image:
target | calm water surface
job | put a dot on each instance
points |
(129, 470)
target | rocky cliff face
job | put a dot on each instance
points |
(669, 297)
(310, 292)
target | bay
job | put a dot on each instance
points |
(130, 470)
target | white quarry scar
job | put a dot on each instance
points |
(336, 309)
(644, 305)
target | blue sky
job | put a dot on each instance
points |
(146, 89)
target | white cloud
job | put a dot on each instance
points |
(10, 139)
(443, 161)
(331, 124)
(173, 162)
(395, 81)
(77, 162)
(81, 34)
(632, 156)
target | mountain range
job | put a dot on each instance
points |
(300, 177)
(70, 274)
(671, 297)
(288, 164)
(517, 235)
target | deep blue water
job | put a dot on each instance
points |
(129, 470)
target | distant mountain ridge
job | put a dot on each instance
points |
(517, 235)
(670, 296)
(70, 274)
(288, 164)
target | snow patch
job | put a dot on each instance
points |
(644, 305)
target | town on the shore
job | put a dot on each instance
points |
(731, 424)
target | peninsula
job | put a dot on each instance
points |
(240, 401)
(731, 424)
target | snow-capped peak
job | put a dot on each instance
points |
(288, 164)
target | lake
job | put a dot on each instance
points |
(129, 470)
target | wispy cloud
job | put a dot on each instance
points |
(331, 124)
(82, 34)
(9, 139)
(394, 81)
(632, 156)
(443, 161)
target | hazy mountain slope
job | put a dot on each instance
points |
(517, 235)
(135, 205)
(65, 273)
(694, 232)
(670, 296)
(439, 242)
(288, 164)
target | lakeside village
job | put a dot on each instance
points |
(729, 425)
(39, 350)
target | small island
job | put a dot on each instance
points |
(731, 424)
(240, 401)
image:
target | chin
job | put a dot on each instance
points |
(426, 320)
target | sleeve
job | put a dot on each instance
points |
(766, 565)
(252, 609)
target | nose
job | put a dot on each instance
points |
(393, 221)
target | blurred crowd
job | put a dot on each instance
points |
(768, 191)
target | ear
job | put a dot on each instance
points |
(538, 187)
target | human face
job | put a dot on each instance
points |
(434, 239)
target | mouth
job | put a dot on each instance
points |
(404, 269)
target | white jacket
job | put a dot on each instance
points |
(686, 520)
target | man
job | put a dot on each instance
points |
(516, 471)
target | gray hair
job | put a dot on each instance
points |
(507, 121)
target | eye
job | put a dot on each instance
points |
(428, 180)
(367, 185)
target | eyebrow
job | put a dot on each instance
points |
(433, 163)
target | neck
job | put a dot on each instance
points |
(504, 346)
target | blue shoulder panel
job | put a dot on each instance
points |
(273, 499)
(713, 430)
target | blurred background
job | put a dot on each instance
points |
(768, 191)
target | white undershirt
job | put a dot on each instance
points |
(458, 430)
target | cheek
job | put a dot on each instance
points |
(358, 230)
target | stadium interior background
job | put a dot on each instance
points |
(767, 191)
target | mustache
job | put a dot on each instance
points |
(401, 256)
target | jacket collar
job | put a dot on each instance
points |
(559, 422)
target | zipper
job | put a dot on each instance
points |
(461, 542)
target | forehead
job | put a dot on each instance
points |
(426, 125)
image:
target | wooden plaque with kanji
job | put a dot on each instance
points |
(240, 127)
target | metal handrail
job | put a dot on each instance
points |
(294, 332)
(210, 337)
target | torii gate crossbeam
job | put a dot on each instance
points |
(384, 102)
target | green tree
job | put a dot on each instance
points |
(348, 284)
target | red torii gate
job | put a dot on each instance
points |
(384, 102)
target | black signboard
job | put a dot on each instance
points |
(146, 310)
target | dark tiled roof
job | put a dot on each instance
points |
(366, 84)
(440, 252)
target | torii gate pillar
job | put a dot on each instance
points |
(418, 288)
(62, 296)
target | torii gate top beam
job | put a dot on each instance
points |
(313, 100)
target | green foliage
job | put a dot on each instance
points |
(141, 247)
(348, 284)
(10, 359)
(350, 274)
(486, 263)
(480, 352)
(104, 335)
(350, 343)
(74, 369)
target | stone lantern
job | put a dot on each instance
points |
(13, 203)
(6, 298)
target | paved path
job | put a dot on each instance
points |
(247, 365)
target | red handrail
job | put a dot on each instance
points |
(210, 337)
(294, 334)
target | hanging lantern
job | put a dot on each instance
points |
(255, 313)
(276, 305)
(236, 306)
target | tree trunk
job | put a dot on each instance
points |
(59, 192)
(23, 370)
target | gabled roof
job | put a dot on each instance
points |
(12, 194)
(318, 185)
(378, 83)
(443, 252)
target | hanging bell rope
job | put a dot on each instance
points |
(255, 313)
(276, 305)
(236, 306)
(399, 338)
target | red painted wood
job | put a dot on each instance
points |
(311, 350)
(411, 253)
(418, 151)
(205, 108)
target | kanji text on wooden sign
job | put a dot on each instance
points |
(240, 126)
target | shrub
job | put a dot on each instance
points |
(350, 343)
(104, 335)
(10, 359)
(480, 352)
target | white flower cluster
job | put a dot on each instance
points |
- - -
■ Aim: Print all the data exactly.

■ In response:
image:
target | calm water surface
job | put a dot on each instance
points |
(129, 470)
target | rocky cliff face
job | put a dot on each instance
points |
(669, 297)
(310, 292)
target | bay
job | put a dot on each instance
points |
(130, 470)
target | white quarry scar
job | put a dot on each instance
points |
(336, 309)
(644, 305)
target | blue sky
job | put a dot on each instance
points |
(146, 89)
target | white cloud
job | put a dot on each instance
points |
(10, 139)
(443, 161)
(331, 124)
(173, 162)
(395, 81)
(77, 162)
(81, 34)
(632, 156)
target | mountain range
job | put a dot on each instance
points |
(300, 177)
(70, 274)
(671, 297)
(288, 164)
(517, 235)
target | deep blue water
job | put a dot on each instance
points |
(129, 470)
target | distant mountain ridge
job | put a dot on each instance
points |
(517, 235)
(670, 296)
(70, 274)
(288, 164)
target | snow patch
job | put a dot on each instance
points |
(644, 305)
target | town on the shore
job | put a dot on each instance
points |
(731, 424)
target | peninsula
job | put a dot on each instance
points |
(240, 401)
(731, 424)
target | snow-capped peak
job | put a dot on each instance
points |
(288, 164)
target | lake
job | put a dot on each instance
points |
(129, 470)
target | wispy cloud
job | put a dot on each instance
points |
(331, 124)
(82, 34)
(9, 139)
(394, 81)
(632, 156)
(443, 161)
target | hazy mountain slope
job | put a dot on each instance
points |
(517, 235)
(135, 205)
(65, 273)
(694, 232)
(670, 296)
(439, 242)
(288, 164)
target | lakeside village
job | put a dot on each instance
points |
(729, 425)
(39, 350)
target | small island
job | put a dot on each instance
points |
(731, 424)
(240, 401)
image:
target | chin
job | put a dot on each instance
points |
(426, 320)
target | sleeve
job | put a dot on each instance
points |
(766, 565)
(252, 609)
target | nose
job | put a dot on each instance
points |
(393, 221)
target | blurred crowd
job | put a dot on each instance
points |
(768, 191)
target | ear
job | put a dot on each instance
points |
(538, 187)
target | human face
job | put a dot on each instance
points |
(434, 239)
target | mouth
job | put a dot on each instance
points |
(404, 269)
target | white jacket
job | put a dot on each instance
points |
(686, 520)
target | man
job | put a dot on each instance
points |
(516, 471)
target | gray hair
job | put a dot on each instance
points |
(507, 121)
target | eye
job | put a dot on each instance
points |
(428, 180)
(367, 185)
target | eyebrow
job | put a dot on each instance
points |
(433, 163)
target | neck
job | put a dot on each instance
points |
(504, 346)
target | blue shoulder panel
job | put a dot on each instance
points |
(273, 499)
(713, 430)
target | blurred background
job | put a dot on each instance
points |
(768, 191)
target | white undershirt
job | put a dot on each instance
points |
(458, 430)
target | cheek
job | put a dot on each instance
points |
(358, 230)
target | stadium interior background
job | put a dot on each instance
points |
(767, 191)
target | mustache
job | put a dot on each instance
points |
(401, 256)
target | jacket collar
job | put a dot on each instance
points |
(559, 422)
target | zipper
job | put a dot on each instance
points |
(461, 542)
target | forehead
job | put a dot on each instance
points |
(426, 125)
image:
target | wooden plaque with kanji
job | put a dot on each instance
points |
(240, 127)
target | metal handrail
job | put a dot on each instance
points |
(294, 332)
(210, 337)
target | torii gate crossbeam
job | put a dot on each instance
points |
(384, 102)
target | green tree
job | put a dot on each instance
points |
(348, 284)
target | red torii gate
job | put a dot on each instance
points |
(384, 102)
target | black signboard
job | put a dot on each instance
points |
(146, 310)
target | dark tiled roof
job | put a dot on each instance
points |
(366, 84)
(440, 252)
target | torii gate pillar
job | put a dot on each instance
points |
(418, 288)
(62, 296)
target | torii gate top beam
job | put a dot on each instance
points |
(313, 100)
target | green foliage
job | put a dot on each instance
points |
(141, 247)
(348, 284)
(10, 359)
(350, 274)
(486, 263)
(480, 352)
(104, 335)
(350, 343)
(74, 369)
target | stone lantern
job | put a dot on each instance
points |
(13, 203)
(6, 298)
target | paved path
job | put a dot on each instance
points |
(247, 365)
target | red handrail
job | put a dot on each instance
points |
(210, 337)
(294, 334)
target | hanging lantern
job | put a dot on each instance
points |
(255, 313)
(276, 305)
(236, 306)
target | tree trunk
job | put a dot on each instance
points |
(59, 192)
(23, 370)
target | gabled roof
job | put a dot on each instance
points |
(12, 194)
(318, 185)
(378, 83)
(443, 252)
target | hanging bell rope
job | put a dot on each instance
points |
(255, 313)
(276, 305)
(236, 306)
(399, 338)
target | red painted wood
job | put a dot on each instance
points |
(311, 350)
(411, 253)
(418, 151)
(205, 108)
target | kanji text on wooden sign
job | put a dot on each instance
points |
(240, 126)
target | shrub
job | put a dot on each instance
points |
(350, 343)
(104, 335)
(10, 359)
(480, 352)
target | white flower cluster
job | put a dot on each instance
points |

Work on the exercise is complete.